● **Aim of the exercise**
Can you write out all the entries below again, swapping "photo" for "image" everywhere it appears and changing nothing else? Leave the pictures out of your answer.

● **Provided data**
'''
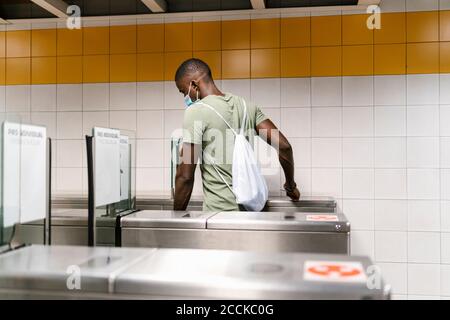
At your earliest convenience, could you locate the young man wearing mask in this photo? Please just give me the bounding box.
[174,59,300,211]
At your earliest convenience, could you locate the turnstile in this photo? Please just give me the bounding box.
[121,211,350,254]
[0,246,390,299]
[13,209,116,246]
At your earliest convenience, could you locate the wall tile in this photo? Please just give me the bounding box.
[375,169,407,199]
[408,232,441,263]
[342,138,374,168]
[407,74,439,105]
[343,199,375,230]
[408,264,441,296]
[164,81,185,109]
[312,107,342,137]
[311,77,342,107]
[374,106,406,137]
[281,108,311,138]
[343,169,374,199]
[350,231,375,259]
[250,79,281,108]
[31,112,56,139]
[0,86,6,112]
[312,138,342,168]
[342,77,374,107]
[83,111,109,135]
[56,140,84,168]
[137,111,164,139]
[374,75,406,106]
[109,82,136,110]
[136,168,170,197]
[441,265,450,300]
[377,263,408,294]
[56,84,83,111]
[56,168,82,196]
[375,231,408,262]
[83,83,109,111]
[56,112,83,139]
[439,105,450,137]
[440,169,450,200]
[407,106,439,137]
[439,74,450,104]
[109,111,137,132]
[6,85,31,112]
[375,200,408,231]
[280,78,311,108]
[408,169,439,200]
[164,110,184,138]
[406,0,439,11]
[31,84,56,111]
[289,138,312,168]
[407,138,439,168]
[136,81,164,110]
[222,79,251,100]
[442,232,450,264]
[312,168,342,198]
[343,107,373,137]
[375,138,406,168]
[136,139,165,168]
[408,200,440,231]
[439,137,450,168]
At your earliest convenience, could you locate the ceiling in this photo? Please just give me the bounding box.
[0,0,358,20]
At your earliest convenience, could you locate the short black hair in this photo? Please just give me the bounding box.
[175,58,212,82]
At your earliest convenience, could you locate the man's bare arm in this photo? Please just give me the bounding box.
[173,143,201,211]
[256,119,300,200]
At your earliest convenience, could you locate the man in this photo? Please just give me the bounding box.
[174,59,300,211]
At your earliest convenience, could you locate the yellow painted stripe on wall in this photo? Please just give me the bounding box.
[0,11,450,85]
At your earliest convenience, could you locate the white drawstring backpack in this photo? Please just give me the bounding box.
[198,99,269,211]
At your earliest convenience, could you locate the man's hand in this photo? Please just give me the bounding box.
[284,183,300,201]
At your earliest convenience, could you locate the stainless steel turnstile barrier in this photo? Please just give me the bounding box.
[121,211,350,254]
[0,246,390,299]
[13,197,340,253]
[52,196,336,213]
[13,209,116,246]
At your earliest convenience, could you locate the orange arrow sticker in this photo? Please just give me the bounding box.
[303,261,367,282]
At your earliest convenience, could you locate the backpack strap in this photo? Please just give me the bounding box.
[197,99,247,201]
[202,151,236,197]
[240,98,247,135]
[197,101,237,136]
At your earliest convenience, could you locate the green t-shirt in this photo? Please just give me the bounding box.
[183,93,267,211]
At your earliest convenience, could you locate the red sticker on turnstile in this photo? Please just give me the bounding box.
[303,261,367,282]
[306,214,339,221]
'''
● **Correct answer**
At your earliest convenience, could you locate the young man wearing mask in this image? Please just give me the bounding box.
[174,59,300,211]
At your earliest convenience, could you locate the turnstile in this image? Please just give me the bounding box.
[121,211,350,254]
[0,246,390,299]
[13,209,116,246]
At your earliest convenience, could you locate the wall tile in this image? Please just give me the bounding box.
[375,169,407,199]
[408,232,441,263]
[342,138,374,168]
[407,74,439,105]
[343,199,375,230]
[408,264,441,296]
[164,81,185,109]
[312,107,342,137]
[311,77,342,107]
[374,106,406,137]
[281,108,311,138]
[343,169,374,199]
[350,231,375,259]
[250,79,281,108]
[31,112,56,139]
[0,86,6,112]
[312,138,342,168]
[342,77,374,107]
[83,111,109,135]
[56,140,84,168]
[137,111,164,139]
[374,75,406,106]
[109,82,136,110]
[136,168,170,197]
[441,265,450,300]
[377,263,408,294]
[56,84,83,111]
[56,168,82,196]
[375,231,408,262]
[83,83,109,111]
[56,112,83,139]
[439,105,450,137]
[440,169,450,200]
[407,106,439,137]
[439,74,450,104]
[109,111,137,132]
[6,85,31,112]
[375,200,408,231]
[280,78,311,108]
[408,169,439,200]
[164,110,184,138]
[406,0,439,11]
[31,84,56,111]
[289,138,312,168]
[407,138,439,168]
[136,81,164,110]
[222,79,251,100]
[442,232,450,264]
[312,168,342,198]
[343,107,373,137]
[375,138,406,168]
[136,139,165,168]
[408,200,440,231]
[439,137,450,168]
At your earliest convenience, could you locate the ceiling in this image? Please just give me the bounding box.
[0,0,358,20]
At your earliest convenience, could you locate the short black hair in this image? Please just give me the bounding box.
[175,58,212,82]
At your earliest convenience, could you locate the man's bare arm in this image? Please just give me the bounding box.
[173,143,201,211]
[256,119,300,200]
At your earliest convenience, could you locate the man in this image? Please just give me the bounding box.
[174,59,300,211]
At your earliest convenience, could you locate the yellow painted stripe on wall in this image? Please just give me the bounding box.
[0,11,450,85]
At your earliest convenience, could you locate the white drawstring backpack in this image? Please just give me the bounding box.
[198,99,269,211]
At your earliest convenience, could you locate the man's hand in this image? Please just give me the bounding box.
[284,183,300,201]
At your earliest convenience, could you locate the stainless steel turnstile barrier in this image? Please just give me the bounding box.
[121,211,350,254]
[0,246,390,299]
[13,197,340,253]
[52,196,336,213]
[13,209,116,246]
At your earliest convenience, could you locate the orange arrow sticker in this image? Please just give me the bounding box.
[303,261,367,282]
At your earliest convenience, could you locate the backpack strap in this image? Please just give me the bounding box.
[197,99,247,201]
[202,151,236,197]
[240,98,247,135]
[197,101,237,136]
At your earliest convenience, could you locate the green t-shirt in this image? Please just give me the bounding box.
[183,93,267,211]
At your earliest convenience, could you locate the red sticker on turnstile in this image? Please just give me the bounding box.
[303,261,367,282]
[306,214,339,221]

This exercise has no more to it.